> Recorded data
+++++

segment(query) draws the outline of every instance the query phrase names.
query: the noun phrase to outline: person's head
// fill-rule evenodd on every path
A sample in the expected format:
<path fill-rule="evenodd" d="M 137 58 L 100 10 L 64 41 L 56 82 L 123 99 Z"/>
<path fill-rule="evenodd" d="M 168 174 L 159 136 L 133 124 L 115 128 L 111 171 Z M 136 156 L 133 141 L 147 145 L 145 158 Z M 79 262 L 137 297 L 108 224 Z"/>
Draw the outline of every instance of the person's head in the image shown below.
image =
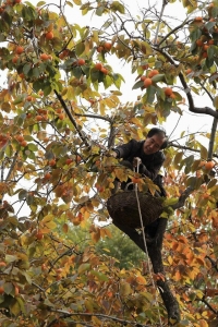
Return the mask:
<path fill-rule="evenodd" d="M 152 155 L 167 147 L 168 138 L 165 130 L 154 128 L 147 133 L 147 137 L 143 145 L 146 155 Z"/>

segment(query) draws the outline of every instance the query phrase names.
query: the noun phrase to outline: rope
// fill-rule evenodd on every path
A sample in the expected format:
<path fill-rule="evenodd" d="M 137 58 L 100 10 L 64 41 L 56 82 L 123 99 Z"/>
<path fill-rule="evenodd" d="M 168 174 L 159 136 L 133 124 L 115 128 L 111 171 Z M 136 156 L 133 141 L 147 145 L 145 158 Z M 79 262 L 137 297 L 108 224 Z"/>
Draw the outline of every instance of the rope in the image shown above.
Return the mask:
<path fill-rule="evenodd" d="M 140 164 L 141 164 L 141 158 L 136 158 L 137 160 L 137 173 L 140 170 Z M 136 201 L 137 201 L 137 208 L 138 208 L 138 214 L 140 214 L 140 221 L 141 221 L 141 227 L 142 227 L 142 233 L 143 233 L 143 242 L 144 242 L 144 246 L 145 246 L 145 253 L 148 257 L 148 270 L 149 270 L 149 275 L 152 278 L 152 283 L 154 289 L 156 289 L 156 284 L 153 278 L 153 272 L 152 272 L 152 267 L 150 267 L 150 262 L 149 262 L 149 256 L 148 256 L 148 251 L 147 251 L 147 243 L 146 243 L 146 238 L 145 238 L 145 229 L 144 229 L 144 225 L 143 225 L 143 217 L 142 217 L 142 211 L 141 211 L 141 205 L 140 205 L 140 199 L 138 199 L 138 194 L 137 194 L 137 184 L 135 184 L 135 196 L 136 196 Z M 158 307 L 158 302 L 157 302 L 157 292 L 155 292 L 155 305 L 157 306 L 157 312 L 158 312 L 158 318 L 159 318 L 159 323 L 160 323 L 160 327 L 162 326 L 161 323 L 161 317 L 160 317 L 160 312 L 159 312 L 159 307 Z"/>

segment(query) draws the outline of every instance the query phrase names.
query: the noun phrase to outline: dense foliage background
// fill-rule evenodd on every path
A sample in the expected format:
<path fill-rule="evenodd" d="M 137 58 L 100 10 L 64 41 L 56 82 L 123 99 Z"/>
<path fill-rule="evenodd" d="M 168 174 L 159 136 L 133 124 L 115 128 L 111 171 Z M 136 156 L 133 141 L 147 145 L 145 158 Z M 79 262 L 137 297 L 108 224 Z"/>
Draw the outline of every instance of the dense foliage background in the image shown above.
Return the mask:
<path fill-rule="evenodd" d="M 185 20 L 172 22 L 173 2 L 133 16 L 121 1 L 1 1 L 1 326 L 167 326 L 161 278 L 180 304 L 177 326 L 218 325 L 218 1 L 183 0 Z M 102 25 L 73 22 L 86 14 Z M 134 178 L 110 148 L 171 114 L 179 125 L 184 108 L 194 124 L 214 122 L 165 150 L 168 205 L 185 198 L 166 213 L 165 277 L 109 220 L 114 179 Z"/>

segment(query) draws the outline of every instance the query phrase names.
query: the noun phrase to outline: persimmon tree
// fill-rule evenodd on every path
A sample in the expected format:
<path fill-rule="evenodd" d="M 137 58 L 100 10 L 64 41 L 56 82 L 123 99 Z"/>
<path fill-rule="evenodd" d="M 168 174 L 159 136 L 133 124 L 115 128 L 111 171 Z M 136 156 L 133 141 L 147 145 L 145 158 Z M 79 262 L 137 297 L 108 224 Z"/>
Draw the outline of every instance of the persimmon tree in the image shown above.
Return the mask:
<path fill-rule="evenodd" d="M 180 23 L 165 16 L 171 2 L 133 16 L 121 1 L 1 1 L 1 326 L 217 326 L 218 1 L 182 1 Z M 114 60 L 129 63 L 132 102 Z M 214 123 L 204 144 L 184 131 L 165 150 L 168 227 L 162 250 L 148 249 L 154 270 L 146 256 L 120 269 L 96 246 L 113 242 L 96 222 L 109 219 L 114 180 L 135 178 L 111 146 L 184 106 Z M 88 226 L 76 241 L 75 226 Z"/>

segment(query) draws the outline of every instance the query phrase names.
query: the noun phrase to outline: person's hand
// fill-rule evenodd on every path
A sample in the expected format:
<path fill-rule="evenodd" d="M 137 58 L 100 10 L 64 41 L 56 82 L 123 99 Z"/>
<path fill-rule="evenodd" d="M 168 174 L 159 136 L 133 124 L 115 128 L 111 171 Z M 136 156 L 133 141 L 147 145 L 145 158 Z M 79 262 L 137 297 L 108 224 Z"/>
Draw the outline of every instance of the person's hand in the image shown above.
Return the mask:
<path fill-rule="evenodd" d="M 140 166 L 140 164 L 142 164 L 141 158 L 138 157 L 133 158 L 133 167 L 137 167 L 137 165 Z"/>

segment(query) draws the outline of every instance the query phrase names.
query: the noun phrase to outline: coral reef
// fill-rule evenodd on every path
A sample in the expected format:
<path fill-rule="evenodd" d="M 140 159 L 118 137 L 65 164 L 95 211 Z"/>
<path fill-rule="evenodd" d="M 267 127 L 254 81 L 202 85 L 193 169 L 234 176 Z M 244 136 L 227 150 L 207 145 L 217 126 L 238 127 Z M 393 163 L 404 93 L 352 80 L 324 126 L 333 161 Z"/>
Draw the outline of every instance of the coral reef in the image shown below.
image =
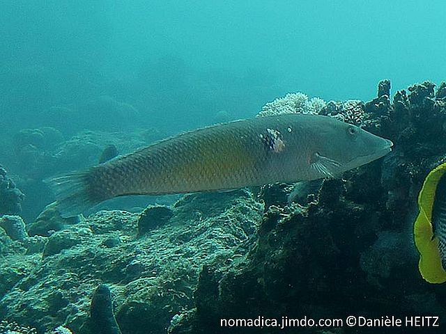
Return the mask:
<path fill-rule="evenodd" d="M 202 265 L 224 271 L 253 246 L 263 205 L 242 190 L 187 196 L 171 210 L 168 224 L 143 235 L 139 214 L 101 211 L 40 237 L 45 248 L 32 254 L 5 236 L 10 253 L 0 257 L 0 275 L 10 278 L 0 281 L 0 319 L 32 319 L 39 334 L 60 324 L 98 333 L 89 325 L 90 304 L 106 283 L 123 333 L 164 333 L 192 308 Z"/>
<path fill-rule="evenodd" d="M 319 97 L 309 99 L 308 96 L 302 93 L 293 93 L 266 103 L 257 116 L 294 113 L 319 113 L 325 106 L 325 101 Z"/>
<path fill-rule="evenodd" d="M 92 333 L 121 334 L 113 312 L 112 294 L 105 285 L 99 285 L 93 294 L 89 321 Z"/>
<path fill-rule="evenodd" d="M 23 193 L 6 176 L 6 170 L 0 165 L 0 216 L 20 214 L 24 199 Z"/>
<path fill-rule="evenodd" d="M 149 205 L 138 219 L 138 234 L 142 235 L 169 222 L 174 216 L 173 210 L 165 205 Z"/>
<path fill-rule="evenodd" d="M 336 116 L 339 106 L 344 120 L 392 140 L 394 152 L 344 173 L 342 180 L 325 180 L 306 202 L 284 205 L 290 196 L 286 186 L 261 191 L 266 205 L 256 248 L 227 271 L 204 267 L 196 308 L 177 317 L 169 333 L 227 333 L 219 326 L 221 318 L 259 315 L 318 319 L 435 314 L 444 326 L 446 287 L 423 282 L 411 230 L 422 182 L 446 159 L 445 85 L 436 91 L 434 87 L 430 82 L 413 85 L 408 93 L 397 92 L 391 102 L 390 83 L 383 81 L 369 102 L 329 102 L 321 113 Z M 358 331 L 344 328 L 340 333 L 374 329 Z"/>
<path fill-rule="evenodd" d="M 4 215 L 0 217 L 0 228 L 13 240 L 23 241 L 28 237 L 25 223 L 20 216 Z"/>
<path fill-rule="evenodd" d="M 13 240 L 0 230 L 0 318 L 32 319 L 27 324 L 39 334 L 61 324 L 93 334 L 95 295 L 107 302 L 105 318 L 115 310 L 123 334 L 167 328 L 171 334 L 223 334 L 229 330 L 220 327 L 220 319 L 259 315 L 434 315 L 444 326 L 446 286 L 420 277 L 412 224 L 425 176 L 446 160 L 445 92 L 446 84 L 436 89 L 426 81 L 392 98 L 385 80 L 371 101 L 321 106 L 318 113 L 394 143 L 385 158 L 341 179 L 191 194 L 142 213 L 100 211 L 69 222 L 49 207 L 38 219 L 43 228 L 30 228 L 34 237 Z M 263 111 L 314 112 L 308 104 L 297 94 Z M 103 284 L 107 288 L 97 290 Z"/>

+++++

> What is needed
Swap "outline" for "contour" in the data from its first line through the line containing "152 155 L 167", and give those lines again with nothing else changed. Leave the picture out.

> Exercise response
segment(query) draws the contour of every instance the query phrase names.
query: the noun phrase to contour: person's head
// fill-rule evenodd on every path
A sample in the expected format:
<path fill-rule="evenodd" d="M 137 58 L 100 10 L 64 41 L 56 82 L 123 99 Z"/>
<path fill-rule="evenodd" d="M 168 174 L 159 136 L 133 124 L 115 128 L 111 171 Z M 136 156 L 133 141 L 147 145 L 145 158 Z M 79 262 L 137 297 L 108 224 Z"/>
Draw the contour of every instance of the person's head in the image shown below.
image =
Return the mask:
<path fill-rule="evenodd" d="M 152 155 L 167 147 L 168 138 L 165 130 L 154 128 L 147 133 L 147 137 L 143 145 L 146 155 Z"/>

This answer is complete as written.